**TASK DESCRIPTION**: How many lines in the material contain the string "orange", with case counted? Reply with only the number.

+++

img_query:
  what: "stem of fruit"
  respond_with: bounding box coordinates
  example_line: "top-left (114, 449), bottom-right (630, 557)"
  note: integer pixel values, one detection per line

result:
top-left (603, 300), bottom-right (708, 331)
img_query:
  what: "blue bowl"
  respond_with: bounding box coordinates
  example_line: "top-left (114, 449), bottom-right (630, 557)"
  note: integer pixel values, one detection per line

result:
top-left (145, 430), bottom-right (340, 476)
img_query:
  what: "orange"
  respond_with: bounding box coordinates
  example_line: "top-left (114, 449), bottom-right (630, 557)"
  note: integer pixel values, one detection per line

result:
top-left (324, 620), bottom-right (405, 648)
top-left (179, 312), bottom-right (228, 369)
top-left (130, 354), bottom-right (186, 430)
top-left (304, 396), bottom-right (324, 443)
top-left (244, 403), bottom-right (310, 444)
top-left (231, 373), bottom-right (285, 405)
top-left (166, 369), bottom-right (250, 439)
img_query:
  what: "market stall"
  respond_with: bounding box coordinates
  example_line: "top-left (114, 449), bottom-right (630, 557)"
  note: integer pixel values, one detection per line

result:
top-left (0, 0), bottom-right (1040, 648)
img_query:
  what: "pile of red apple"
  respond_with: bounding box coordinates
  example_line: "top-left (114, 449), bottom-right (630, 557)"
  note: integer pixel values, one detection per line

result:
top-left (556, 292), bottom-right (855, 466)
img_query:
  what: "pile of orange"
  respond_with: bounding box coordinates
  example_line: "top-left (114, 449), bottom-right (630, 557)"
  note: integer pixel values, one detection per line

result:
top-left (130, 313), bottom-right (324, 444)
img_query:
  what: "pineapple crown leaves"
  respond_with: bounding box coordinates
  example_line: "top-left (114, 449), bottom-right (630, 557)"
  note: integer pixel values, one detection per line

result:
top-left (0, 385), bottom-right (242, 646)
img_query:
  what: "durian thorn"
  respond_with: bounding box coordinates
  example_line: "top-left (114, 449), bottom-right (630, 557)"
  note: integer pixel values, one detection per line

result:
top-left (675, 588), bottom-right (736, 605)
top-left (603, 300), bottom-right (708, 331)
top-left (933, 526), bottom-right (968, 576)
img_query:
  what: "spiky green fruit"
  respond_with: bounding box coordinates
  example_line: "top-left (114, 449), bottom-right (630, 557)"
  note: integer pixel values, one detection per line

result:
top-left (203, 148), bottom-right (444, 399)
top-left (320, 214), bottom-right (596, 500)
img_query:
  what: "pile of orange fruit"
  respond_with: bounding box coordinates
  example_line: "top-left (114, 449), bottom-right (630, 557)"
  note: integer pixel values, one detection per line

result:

+++

**FINISHED ANSWER**: 3